### Tasks and exercises
1. Using the summary about Leo, answer these:
(a) What office did Bartlet hold when Leo visited him in the flashback?
(b) Who is Leo's lawyer?
(c) What did Gibson see when he returned for his briefcase?
2. Retype the part of the summary about Leo starting at "Congressman Darren Gibson" and ending at "over the phone.".

##### Given passage

Leo is asked by the committee how he initially persuaded Jed Bartlet to run for office. In a flashback, Leo stops by Bartlet's office as Governor of New Hampshire. In trying to persuade him to run for President, Leo pulls out a cocktail napkin and sticks it on a nearby easel, revealing that it reads "Bartlet for America".

Congressman Darren Gibson forces Leo to admit that Bartlet had a previously undisclosed multiple sclerosis "attack" while campaigning for office, prompting Jordon Kendall, Leo's lawyer to call for a recess. In private, Leo tells Jordon that on the night of the third debate, he was meeting with Gibson, then a CEO, and two other wealthy individuals to solicit funds for the campaign. When offered a drink Leo tries to demur without revealing that he is a recovering alcoholic, but ends up having a glass of scotch and subsequently falls off the wagon. After the others leave, Leo proceeds to get drunk and forgets about the debate, and when Gibson returns—having forgotten his briefcase—he sees the empty bottles Leo has left on the table. Attempting to deflect, Leo blurts out that Bartlet has "collapsed," which is how Josh Lyman characterized the attack to Leo over the phone.

##########
##### Data section

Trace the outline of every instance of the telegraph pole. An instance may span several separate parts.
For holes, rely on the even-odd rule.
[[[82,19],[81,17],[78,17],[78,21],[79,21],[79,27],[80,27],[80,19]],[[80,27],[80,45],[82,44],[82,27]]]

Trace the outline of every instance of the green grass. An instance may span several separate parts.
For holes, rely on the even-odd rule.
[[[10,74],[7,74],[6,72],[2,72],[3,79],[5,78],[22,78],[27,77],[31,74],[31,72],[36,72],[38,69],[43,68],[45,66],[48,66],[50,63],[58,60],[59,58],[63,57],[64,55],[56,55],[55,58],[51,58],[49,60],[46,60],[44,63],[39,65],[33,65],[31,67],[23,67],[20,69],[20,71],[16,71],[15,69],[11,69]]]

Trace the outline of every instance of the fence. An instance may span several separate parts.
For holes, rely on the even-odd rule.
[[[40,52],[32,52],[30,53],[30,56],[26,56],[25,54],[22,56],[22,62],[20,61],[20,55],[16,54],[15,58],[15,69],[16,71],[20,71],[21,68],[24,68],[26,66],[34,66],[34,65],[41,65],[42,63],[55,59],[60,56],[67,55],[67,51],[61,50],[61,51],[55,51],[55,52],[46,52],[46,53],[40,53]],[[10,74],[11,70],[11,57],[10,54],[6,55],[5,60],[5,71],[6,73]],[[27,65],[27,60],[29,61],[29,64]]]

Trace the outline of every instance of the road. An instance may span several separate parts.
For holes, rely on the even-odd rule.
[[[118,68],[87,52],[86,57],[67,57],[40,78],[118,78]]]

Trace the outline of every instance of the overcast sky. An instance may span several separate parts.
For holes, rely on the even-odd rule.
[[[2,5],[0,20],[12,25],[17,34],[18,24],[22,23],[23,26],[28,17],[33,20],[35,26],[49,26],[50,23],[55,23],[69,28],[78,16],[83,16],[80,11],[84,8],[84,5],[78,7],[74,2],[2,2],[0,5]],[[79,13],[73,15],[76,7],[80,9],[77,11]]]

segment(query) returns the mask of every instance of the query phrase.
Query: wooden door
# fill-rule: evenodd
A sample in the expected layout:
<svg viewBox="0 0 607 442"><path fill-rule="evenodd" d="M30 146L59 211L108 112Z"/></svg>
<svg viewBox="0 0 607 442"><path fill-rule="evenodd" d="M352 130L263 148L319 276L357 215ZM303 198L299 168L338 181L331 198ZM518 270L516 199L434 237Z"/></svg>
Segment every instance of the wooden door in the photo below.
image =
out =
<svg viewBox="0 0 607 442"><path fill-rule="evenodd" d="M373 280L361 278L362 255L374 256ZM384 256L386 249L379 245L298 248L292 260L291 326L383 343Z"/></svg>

##########

### Task-by-task answers
1.
(a) Governor of New Hampshire
(b) Jordon Kendall
(c) The empty bottles Leo had left on the table

2.
Congressman Darren Gibson forces Leo to admit that Bartlet had a previously undisclosed multiple sclerosis "attack" while campaigning for office, prompting Jordon Kendall, Leo's lawyer to call for a recess. In private, Leo tells Jordon that on the night of the third debate, he was meeting with Gibson, then a CEO, and two other wealthy individuals to solicit funds for the campaign. When offered a drink Leo tries to demur without revealing that he is a recovering alcoholic, but ends up having a glass of scotch and subsequently falls off the wagon. After the others leave, Leo proceeds to get drunk and forgets about the debate, and when Gibson returns—having forgotten his briefcase—he sees the empty bottles Leo has left on the table. Attempting to deflect, Leo blurts out that Bartlet has "collapsed," which is how Josh Lyman characterized the attack to Leo over the phone.